▶ [Data section]:
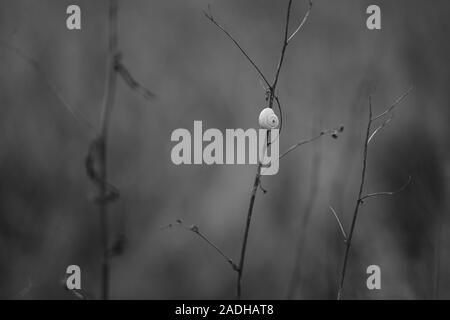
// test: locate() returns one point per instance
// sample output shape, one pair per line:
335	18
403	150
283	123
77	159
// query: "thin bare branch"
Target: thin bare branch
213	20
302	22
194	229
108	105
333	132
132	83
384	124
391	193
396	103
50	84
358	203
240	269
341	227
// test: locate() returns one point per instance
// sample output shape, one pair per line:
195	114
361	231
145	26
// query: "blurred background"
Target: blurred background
* * *
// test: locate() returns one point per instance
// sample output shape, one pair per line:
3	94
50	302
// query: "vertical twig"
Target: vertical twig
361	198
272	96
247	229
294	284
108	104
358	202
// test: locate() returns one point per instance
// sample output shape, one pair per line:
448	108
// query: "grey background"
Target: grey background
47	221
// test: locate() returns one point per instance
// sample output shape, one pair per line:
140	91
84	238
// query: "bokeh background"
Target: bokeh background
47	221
---
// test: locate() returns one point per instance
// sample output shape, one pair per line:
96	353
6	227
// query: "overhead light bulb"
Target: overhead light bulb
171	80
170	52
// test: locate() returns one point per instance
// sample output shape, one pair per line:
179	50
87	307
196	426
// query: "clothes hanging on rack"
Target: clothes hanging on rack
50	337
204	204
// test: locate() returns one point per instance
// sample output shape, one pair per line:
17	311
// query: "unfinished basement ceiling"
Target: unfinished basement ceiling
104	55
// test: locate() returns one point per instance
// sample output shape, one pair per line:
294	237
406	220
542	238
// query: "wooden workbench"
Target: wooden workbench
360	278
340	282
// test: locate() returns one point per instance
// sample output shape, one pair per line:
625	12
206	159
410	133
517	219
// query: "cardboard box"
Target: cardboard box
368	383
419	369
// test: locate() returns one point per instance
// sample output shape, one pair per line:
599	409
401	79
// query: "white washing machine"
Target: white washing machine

▶ [Exercise]:
Check each line above for the word "washing" and say how many have it, with nothing else.

▶ [Response for this exercise]:
2